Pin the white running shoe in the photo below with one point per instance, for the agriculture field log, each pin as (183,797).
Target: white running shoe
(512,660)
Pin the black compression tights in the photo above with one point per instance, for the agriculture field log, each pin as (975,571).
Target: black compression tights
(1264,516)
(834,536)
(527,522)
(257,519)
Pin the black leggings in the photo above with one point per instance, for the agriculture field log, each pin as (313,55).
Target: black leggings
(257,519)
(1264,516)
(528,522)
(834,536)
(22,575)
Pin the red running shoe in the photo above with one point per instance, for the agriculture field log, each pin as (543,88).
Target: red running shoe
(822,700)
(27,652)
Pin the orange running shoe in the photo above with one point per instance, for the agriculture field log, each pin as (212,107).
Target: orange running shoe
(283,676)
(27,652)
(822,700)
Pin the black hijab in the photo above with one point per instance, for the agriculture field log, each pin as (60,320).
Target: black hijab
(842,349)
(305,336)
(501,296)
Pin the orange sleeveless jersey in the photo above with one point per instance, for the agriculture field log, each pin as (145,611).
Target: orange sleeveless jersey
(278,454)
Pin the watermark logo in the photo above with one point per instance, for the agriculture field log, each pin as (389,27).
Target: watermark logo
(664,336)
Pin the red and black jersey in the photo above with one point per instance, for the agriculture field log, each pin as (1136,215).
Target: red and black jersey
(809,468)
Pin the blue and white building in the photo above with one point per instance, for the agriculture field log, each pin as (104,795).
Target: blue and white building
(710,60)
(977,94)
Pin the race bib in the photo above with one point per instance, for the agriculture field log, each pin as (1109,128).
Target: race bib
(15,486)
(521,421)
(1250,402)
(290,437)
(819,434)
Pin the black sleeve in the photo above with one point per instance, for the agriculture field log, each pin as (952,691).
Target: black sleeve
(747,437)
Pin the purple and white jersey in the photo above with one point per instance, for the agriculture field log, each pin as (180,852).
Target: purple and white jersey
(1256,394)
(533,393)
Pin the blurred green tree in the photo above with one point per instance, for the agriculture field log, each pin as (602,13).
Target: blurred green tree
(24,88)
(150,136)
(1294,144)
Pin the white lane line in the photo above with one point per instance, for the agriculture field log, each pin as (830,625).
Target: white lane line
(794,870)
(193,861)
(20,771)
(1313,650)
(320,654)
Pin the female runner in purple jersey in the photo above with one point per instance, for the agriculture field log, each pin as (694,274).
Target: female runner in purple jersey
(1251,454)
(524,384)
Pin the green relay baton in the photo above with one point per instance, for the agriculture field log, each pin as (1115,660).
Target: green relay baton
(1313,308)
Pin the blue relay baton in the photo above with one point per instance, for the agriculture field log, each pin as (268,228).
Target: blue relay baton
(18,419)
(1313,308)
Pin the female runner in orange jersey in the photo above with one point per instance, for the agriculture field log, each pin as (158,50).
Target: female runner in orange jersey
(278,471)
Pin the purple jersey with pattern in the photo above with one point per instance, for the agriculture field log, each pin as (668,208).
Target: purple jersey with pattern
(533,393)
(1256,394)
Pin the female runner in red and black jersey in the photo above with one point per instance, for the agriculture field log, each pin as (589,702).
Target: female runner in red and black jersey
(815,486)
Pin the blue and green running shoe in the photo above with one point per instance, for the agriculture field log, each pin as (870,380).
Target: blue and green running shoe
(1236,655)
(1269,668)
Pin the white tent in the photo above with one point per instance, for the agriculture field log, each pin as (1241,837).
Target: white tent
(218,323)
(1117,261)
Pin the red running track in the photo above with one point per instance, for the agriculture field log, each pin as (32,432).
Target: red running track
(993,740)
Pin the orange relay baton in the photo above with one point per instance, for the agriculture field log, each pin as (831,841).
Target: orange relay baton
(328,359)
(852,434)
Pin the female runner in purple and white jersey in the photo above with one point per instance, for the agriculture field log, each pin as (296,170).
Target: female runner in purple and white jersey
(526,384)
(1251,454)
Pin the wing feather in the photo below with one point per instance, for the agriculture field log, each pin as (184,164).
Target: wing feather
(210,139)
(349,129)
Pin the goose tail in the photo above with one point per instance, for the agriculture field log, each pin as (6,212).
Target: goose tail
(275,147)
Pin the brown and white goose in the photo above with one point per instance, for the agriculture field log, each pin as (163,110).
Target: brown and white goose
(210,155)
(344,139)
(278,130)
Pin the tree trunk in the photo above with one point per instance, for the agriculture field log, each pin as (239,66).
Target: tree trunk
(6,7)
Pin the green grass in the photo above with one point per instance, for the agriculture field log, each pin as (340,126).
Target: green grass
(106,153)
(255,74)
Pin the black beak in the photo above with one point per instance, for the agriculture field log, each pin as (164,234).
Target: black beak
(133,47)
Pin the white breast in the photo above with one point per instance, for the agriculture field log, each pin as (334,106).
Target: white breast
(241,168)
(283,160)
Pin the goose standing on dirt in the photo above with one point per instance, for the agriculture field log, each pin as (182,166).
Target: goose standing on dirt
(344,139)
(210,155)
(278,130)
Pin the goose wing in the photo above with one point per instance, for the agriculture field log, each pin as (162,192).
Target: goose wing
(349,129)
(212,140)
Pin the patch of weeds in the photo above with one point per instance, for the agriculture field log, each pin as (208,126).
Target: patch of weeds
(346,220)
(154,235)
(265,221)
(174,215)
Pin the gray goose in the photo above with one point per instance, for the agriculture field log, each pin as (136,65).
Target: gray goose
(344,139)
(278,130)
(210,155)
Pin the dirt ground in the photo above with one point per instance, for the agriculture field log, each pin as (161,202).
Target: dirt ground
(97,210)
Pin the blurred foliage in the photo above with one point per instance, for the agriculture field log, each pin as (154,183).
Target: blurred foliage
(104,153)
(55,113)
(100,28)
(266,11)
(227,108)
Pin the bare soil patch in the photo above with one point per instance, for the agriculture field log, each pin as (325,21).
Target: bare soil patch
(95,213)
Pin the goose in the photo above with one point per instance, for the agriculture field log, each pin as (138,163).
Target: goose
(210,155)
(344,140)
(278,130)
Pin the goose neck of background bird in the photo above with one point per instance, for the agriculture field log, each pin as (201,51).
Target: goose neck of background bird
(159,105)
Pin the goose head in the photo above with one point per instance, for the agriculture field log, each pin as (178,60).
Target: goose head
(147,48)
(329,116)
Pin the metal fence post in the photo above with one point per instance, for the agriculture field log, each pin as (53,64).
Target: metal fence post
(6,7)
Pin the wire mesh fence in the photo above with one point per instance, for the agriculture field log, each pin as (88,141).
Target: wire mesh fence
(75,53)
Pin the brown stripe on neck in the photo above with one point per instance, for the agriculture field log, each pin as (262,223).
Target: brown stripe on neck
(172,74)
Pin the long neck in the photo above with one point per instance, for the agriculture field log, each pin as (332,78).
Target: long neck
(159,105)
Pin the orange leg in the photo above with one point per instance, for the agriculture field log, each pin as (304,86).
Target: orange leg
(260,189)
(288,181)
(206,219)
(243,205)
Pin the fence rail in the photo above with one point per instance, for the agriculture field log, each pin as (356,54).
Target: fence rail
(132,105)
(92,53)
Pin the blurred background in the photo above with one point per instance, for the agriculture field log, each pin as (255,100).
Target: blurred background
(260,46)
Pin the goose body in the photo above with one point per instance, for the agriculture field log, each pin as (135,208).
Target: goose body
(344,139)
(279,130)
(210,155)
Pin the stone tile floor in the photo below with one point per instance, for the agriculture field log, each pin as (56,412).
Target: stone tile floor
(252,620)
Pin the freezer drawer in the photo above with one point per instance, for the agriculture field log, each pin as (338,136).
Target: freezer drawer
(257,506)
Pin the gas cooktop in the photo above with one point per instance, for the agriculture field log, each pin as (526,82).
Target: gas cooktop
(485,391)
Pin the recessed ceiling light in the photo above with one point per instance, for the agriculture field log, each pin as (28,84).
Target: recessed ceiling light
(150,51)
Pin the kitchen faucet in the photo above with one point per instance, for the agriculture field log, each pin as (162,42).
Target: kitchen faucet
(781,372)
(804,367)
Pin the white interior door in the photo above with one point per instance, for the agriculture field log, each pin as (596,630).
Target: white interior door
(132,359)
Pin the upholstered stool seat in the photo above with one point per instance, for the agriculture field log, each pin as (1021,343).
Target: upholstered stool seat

----------------------------------------

TASK INSTRUCTIONS: Retype the lines of the items above exactly, starting with the line that contains "Pin the upholstered" and going on through the last line of the items.

RESPONSE TO THE TASK:
Pin the upholstered stool seat in the photo above with one point per instance, for the agriculture field log, each pin as (1021,343).
Target: upholstered stool seat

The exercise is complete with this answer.